* [REQUIREMENT]:
Below are some records. Return exactly the lines from the one containing "Query: side mirror" through the one containing "green tree, farthest", both included, and only those.

* [GIVEN INFORMATION]:
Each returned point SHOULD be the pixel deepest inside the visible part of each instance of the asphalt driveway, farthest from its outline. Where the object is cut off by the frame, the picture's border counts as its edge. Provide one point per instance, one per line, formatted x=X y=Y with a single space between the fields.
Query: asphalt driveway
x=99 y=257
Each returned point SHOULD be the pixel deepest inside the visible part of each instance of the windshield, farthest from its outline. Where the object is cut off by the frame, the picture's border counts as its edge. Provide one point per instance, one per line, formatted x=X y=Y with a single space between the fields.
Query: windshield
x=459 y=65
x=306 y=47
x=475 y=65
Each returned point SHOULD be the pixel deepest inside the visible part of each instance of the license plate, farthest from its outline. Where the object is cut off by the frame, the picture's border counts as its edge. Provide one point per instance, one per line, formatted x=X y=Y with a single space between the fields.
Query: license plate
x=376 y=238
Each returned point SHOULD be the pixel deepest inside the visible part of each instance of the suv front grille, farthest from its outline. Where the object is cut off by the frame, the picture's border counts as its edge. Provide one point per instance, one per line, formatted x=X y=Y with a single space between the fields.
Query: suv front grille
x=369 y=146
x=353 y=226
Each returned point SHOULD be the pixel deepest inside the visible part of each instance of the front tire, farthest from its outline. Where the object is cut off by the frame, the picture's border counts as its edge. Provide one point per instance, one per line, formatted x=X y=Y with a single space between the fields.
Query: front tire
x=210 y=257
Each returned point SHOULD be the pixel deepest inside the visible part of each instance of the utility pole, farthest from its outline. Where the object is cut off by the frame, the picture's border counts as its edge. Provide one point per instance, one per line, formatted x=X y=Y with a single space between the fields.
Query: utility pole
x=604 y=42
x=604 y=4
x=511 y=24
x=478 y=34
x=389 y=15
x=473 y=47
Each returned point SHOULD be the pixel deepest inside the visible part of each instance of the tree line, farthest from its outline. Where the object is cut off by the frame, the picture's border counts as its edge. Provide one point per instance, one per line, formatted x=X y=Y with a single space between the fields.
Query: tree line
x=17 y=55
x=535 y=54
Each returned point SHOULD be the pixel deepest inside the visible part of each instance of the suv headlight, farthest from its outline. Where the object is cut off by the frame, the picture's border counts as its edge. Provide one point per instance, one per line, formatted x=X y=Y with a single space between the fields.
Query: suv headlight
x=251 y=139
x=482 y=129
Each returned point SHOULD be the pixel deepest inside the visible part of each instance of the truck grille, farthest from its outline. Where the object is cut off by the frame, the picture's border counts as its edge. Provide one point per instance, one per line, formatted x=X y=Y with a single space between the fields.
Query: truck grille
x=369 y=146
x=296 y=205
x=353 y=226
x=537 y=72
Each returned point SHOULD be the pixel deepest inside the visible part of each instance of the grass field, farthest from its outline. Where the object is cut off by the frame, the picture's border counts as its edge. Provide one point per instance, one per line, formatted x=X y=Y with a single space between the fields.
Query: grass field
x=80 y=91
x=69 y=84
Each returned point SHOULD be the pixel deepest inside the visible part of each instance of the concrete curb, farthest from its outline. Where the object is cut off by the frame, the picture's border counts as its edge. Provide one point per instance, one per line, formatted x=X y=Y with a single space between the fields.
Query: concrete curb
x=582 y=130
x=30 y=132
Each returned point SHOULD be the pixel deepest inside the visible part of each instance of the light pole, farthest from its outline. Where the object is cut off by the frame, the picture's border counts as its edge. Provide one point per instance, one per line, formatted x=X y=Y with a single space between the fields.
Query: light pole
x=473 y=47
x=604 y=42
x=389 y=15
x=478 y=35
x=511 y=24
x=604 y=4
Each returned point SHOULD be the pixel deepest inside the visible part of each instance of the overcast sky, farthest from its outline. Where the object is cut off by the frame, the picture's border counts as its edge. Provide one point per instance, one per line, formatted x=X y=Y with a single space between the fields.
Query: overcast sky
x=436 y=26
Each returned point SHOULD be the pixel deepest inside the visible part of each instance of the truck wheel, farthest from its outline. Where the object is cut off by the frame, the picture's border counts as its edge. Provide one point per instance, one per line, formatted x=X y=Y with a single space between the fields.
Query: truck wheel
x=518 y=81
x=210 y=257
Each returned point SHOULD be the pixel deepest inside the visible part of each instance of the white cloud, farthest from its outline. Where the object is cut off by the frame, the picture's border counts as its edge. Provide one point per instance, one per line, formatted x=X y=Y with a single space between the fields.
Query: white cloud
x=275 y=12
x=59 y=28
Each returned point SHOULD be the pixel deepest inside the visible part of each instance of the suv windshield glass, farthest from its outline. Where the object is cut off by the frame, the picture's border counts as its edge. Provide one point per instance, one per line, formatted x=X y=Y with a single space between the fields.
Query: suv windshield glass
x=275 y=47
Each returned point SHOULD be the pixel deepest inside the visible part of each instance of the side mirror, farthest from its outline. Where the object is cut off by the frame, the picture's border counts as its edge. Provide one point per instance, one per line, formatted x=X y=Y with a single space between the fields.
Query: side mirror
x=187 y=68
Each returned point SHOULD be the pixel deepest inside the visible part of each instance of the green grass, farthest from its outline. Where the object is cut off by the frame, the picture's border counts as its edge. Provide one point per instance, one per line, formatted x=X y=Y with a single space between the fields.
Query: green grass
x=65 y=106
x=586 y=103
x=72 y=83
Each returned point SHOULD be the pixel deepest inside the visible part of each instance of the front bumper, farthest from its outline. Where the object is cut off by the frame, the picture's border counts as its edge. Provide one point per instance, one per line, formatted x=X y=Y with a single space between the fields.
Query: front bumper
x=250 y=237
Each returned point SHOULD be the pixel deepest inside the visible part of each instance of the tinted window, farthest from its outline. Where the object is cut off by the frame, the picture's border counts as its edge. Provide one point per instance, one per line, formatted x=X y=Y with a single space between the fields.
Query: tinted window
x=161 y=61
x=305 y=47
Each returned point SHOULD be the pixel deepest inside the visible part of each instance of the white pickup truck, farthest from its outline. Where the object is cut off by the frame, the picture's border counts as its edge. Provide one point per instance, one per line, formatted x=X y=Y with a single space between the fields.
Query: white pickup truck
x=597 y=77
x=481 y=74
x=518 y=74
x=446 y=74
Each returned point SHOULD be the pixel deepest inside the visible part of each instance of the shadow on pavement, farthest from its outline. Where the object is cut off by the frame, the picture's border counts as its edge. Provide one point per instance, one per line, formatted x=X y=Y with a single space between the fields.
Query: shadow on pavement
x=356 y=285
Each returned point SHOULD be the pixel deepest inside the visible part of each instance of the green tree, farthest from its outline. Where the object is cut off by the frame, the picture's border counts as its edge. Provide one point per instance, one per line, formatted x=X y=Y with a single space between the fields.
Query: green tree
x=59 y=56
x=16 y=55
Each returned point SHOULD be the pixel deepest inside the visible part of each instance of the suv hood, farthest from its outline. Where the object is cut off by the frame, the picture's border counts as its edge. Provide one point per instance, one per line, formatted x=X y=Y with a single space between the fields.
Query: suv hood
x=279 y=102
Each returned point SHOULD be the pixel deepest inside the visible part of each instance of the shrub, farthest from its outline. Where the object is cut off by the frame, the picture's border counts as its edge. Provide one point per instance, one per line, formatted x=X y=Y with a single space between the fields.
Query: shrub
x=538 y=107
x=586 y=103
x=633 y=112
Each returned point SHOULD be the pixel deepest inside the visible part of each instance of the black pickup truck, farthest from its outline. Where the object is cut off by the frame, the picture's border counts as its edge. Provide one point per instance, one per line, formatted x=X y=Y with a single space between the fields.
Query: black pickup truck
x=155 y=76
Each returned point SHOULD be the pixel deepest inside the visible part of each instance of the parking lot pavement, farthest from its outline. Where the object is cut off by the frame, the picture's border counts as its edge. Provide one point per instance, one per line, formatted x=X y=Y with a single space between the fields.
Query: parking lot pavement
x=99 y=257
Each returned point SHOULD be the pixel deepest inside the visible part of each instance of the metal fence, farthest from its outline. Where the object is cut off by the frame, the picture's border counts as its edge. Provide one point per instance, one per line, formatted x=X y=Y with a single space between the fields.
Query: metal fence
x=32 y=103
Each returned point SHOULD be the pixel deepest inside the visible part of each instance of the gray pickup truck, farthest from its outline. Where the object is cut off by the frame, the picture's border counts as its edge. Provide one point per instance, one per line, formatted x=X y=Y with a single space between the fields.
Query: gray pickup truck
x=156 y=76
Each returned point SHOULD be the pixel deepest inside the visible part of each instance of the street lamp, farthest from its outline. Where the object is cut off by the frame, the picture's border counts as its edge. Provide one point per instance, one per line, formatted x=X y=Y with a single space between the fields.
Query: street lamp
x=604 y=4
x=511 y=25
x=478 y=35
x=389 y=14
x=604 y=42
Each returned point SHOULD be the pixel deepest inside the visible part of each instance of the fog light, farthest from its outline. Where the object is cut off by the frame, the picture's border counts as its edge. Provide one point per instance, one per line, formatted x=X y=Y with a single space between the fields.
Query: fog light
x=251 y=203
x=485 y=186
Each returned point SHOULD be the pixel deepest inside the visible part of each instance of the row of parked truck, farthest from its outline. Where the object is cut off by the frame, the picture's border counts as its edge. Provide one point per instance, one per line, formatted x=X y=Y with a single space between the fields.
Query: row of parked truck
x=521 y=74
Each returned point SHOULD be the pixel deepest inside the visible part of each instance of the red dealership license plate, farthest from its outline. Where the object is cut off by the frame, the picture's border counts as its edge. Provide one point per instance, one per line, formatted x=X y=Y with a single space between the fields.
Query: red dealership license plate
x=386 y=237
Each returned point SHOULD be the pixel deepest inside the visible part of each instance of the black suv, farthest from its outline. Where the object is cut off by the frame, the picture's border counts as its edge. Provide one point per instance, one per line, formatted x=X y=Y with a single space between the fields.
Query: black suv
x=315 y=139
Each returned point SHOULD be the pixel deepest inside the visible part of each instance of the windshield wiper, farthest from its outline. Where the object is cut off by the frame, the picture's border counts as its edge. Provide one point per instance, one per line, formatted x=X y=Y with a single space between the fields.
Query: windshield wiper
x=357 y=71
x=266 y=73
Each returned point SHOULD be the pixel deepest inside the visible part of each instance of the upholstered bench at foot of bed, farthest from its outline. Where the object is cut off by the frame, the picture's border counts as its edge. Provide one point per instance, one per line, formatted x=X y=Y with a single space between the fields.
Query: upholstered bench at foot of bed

* [SOLUTION FOR THIS EXERCISE]:
Query: side mirror
x=187 y=68
Each returned point SHOULD be the pixel deepest inside the visible part of each instance of the green grass, farthest from its outline. Where the object is cut off by the frame, the picture's border counts as its edge. Provide one point per instance, one per line, formatted x=X y=Y with a single space between the fields.
Query: green grass
x=65 y=106
x=586 y=103
x=72 y=83
Each returned point SHOULD be the pixel deepest inside the visible part of each instance of the front bumper, farthest from its outline. Where the object is cut off by the frame, the picture's border counts as its edge. Provide one point per instance, one per line, formatted x=X y=Y with a single space between the fields.
Query: front bumper
x=250 y=237
Each returned point SHOULD be the pixel deepest inside the visible part of each instance of the tinted window, farthest from its outline. Where the object is cut off by the frame, the picture's border counts as its edge. Provide one point per instance, one per line, formatted x=X y=Y with a single space between the fields.
Query: tinted window
x=161 y=61
x=305 y=47
Each returned point SHOULD be the pixel deepest inside the visible part of each instance of the white pickup truck, farthest from its outline. Where the object is cut off by the frame, the picture's border counts as its edge. Provide one point per instance, one per line, formatted x=X y=Y with a single space between the fields.
Query: white pickup truck
x=597 y=77
x=481 y=74
x=518 y=74
x=446 y=74
Each returned point SHOULD be the pixel deepest inside the visible part of each instance of the shadow on pavement, farthest from its outline. Where the object is cut off by the frame, the picture's border counts as its edge. Provide one point per instance, one per line, formatted x=X y=Y with a single space between the fields.
Query: shadow on pavement
x=356 y=285
Each returned point SHOULD be the pixel deepest inside the visible part of each instance of the green tree, farthest from its outline. Where the object is cut off by the frame, the picture's border counts as its edge. Provide one point per instance, one per line, formatted x=X y=Y with a single space between the fields.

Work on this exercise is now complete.